— Instructions for the task —
Quote the lines from the start of the records through the line holding "box: [280, 187, 312, 218]", both included.

━━━━━━━━━━━━━━━━━━━━━━━━━━━━━━

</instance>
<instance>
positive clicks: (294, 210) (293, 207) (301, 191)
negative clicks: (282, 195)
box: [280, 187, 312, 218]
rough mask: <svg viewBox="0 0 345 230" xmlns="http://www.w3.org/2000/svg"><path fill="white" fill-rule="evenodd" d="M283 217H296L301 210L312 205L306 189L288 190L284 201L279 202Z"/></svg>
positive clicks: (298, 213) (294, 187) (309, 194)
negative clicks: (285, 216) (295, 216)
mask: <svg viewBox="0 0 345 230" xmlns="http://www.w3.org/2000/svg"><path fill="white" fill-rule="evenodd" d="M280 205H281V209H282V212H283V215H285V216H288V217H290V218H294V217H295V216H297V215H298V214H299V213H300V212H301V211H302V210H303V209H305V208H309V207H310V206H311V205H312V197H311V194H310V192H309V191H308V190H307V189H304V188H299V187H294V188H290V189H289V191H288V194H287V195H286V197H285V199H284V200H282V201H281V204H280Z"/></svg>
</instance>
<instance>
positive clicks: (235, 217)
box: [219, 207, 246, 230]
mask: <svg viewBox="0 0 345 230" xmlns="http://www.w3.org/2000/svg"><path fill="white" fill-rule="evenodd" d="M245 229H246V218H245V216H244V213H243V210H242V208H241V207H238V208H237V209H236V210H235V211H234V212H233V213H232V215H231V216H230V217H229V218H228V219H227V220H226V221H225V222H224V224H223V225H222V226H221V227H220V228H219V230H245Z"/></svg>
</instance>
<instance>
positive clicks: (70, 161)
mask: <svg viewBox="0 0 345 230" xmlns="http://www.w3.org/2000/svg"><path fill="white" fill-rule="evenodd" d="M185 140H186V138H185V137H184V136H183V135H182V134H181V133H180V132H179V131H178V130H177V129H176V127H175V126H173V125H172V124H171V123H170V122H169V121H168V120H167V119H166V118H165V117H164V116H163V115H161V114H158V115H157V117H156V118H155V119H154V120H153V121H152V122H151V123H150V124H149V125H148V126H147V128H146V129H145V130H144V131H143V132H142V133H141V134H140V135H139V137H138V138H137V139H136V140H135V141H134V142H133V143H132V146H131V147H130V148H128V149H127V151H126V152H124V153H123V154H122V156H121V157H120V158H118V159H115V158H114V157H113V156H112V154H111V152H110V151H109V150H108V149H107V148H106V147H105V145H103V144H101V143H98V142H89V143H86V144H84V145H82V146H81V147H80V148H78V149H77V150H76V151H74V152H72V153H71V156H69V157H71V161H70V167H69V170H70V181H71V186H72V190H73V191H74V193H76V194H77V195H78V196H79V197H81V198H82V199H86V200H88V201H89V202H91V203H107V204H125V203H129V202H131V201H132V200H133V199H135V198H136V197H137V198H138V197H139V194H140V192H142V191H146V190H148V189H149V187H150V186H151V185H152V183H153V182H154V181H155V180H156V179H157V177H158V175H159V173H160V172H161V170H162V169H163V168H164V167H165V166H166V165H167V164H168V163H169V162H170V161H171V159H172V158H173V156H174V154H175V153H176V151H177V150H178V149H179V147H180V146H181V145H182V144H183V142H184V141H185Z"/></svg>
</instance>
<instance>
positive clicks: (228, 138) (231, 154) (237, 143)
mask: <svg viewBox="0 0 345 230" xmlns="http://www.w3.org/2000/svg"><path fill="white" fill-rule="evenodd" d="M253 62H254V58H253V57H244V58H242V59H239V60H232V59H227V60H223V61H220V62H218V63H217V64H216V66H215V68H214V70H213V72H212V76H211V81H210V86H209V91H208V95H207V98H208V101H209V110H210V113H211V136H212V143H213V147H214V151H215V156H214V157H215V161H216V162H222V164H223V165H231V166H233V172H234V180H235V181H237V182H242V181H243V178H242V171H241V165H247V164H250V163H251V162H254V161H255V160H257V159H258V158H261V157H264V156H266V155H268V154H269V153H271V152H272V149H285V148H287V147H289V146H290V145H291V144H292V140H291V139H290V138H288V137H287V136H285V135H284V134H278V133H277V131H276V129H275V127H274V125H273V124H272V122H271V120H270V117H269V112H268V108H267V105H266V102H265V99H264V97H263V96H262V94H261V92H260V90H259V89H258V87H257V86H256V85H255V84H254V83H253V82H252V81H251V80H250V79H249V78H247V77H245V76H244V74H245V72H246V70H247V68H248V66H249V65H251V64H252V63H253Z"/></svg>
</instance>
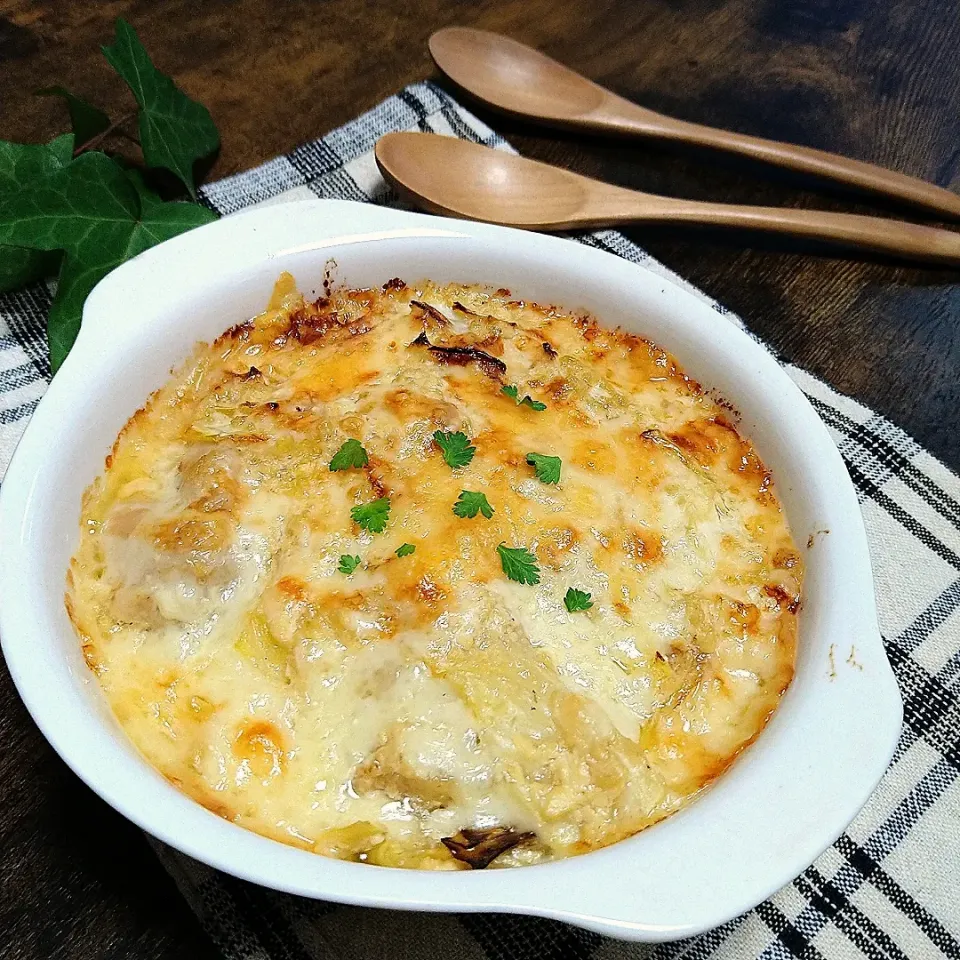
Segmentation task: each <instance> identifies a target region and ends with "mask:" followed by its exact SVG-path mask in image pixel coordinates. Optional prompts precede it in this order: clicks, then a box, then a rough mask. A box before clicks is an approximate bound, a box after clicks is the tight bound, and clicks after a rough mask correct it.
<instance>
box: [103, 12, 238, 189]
mask: <svg viewBox="0 0 960 960" xmlns="http://www.w3.org/2000/svg"><path fill="white" fill-rule="evenodd" d="M102 49H103V54H104V56H105V57H106V58H107V60H108V61H109V62H110V65H111V66H112V67H113V68H114V70H116V71H117V73H119V74H120V76H121V77H122V78H123V79H124V80H125V81H126V83H127V85H128V86H129V87H130V89H131V90H132V91H133V95H134V97H135V99H136V101H137V104H138V105H139V107H140V117H139V126H140V147H141V149H142V150H143V159H144V161H145V162H146V164H147V166H148V167H164V168H165V169H167V170H169V171H170V172H171V173H174V174H175V175H176V176H177V177H179V178H180V180H181V181H183V184H184V186H185V187H186V188H187V190H189V191H190V196H192V197H196V195H197V190H196V186H195V184H194V179H193V165H194V163H196V161H197V160H200V159H201V158H202V157H207V156H209V155H210V154H212V153H213V152H214V151H215V150H216V149H217V148H218V147H219V146H220V137H219V135H218V134H217V128H216V127H215V126H214V124H213V120H212V119H211V117H210V113H209V111H208V110H207V108H206V107H204V106H203V105H202V104H199V103H197V102H196V101H195V100H191V99H190V98H189V97H188V96H187V95H186V94H185V93H183V91H182V90H180V89H179V88H178V87H177V86H176V85H175V84H174V82H173V81H172V80H171V79H170V78H169V77H168V76H166V75H165V74H163V73H161V72H160V71H159V70H157V68H156V67H155V66H154V65H153V63H152V62H151V61H150V57H149V56H148V54H147V51H146V50H145V49H144V48H143V44H141V43H140V39H139V38H138V37H137V34H136V32H135V31H134V29H133V27H131V26H130V24H129V23H127V22H126V20H124V19H123V18H118V19H117V38H116V41H115V42H114V44H113V46H112V47H103V48H102Z"/></svg>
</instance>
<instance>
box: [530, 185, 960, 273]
mask: <svg viewBox="0 0 960 960" xmlns="http://www.w3.org/2000/svg"><path fill="white" fill-rule="evenodd" d="M631 222H632V223H636V222H644V223H651V222H659V223H688V224H700V225H703V226H714V227H739V228H742V229H747V230H757V231H762V232H764V233H779V234H785V235H788V236H794V237H802V238H806V239H809V240H826V241H831V242H834V243H840V244H843V245H844V246H848V247H857V248H860V249H864V250H872V251H874V252H875V253H883V254H889V255H892V256H895V257H902V258H906V259H910V260H922V261H932V262H938V263H946V264H953V265H958V266H960V233H954V232H952V231H950V230H944V229H941V228H939V227H928V226H923V225H921V224H916V223H906V222H904V221H902V220H885V219H882V218H880V217H865V216H860V215H859V214H853V213H831V212H826V211H823V210H794V209H784V208H781V207H751V206H741V205H736V204H725V203H708V202H703V201H698V200H680V199H674V198H672V197H660V196H656V195H651V194H643V193H637V192H634V191H630V190H622V189H618V188H615V189H613V190H608V191H604V192H603V193H598V194H596V195H594V196H593V197H591V198H590V200H589V201H588V202H587V203H585V204H584V205H583V206H582V207H581V210H580V217H579V218H578V222H577V223H576V226H580V227H585V226H591V227H599V226H613V225H615V224H618V223H619V224H622V223H631ZM571 225H572V224H571ZM541 229H542V227H541Z"/></svg>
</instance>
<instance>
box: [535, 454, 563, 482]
mask: <svg viewBox="0 0 960 960" xmlns="http://www.w3.org/2000/svg"><path fill="white" fill-rule="evenodd" d="M527 463H529V464H530V466H532V467H533V469H534V470H536V471H537V479H538V480H539V481H540V482H541V483H559V482H560V463H561V461H560V458H559V457H548V456H547V455H546V454H544V453H528V454H527Z"/></svg>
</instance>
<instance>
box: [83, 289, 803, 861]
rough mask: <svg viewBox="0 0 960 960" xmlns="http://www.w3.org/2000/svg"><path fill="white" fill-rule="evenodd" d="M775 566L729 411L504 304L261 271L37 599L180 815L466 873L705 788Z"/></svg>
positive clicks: (497, 295) (555, 315)
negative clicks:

━━━━━━━━━━━━━━━━━━━━━━━━━━━━━━

— Written solution —
</instance>
<instance>
positive clicks: (294, 210) (293, 207) (301, 191)
negative clicks: (282, 195)
box: [280, 187, 312, 218]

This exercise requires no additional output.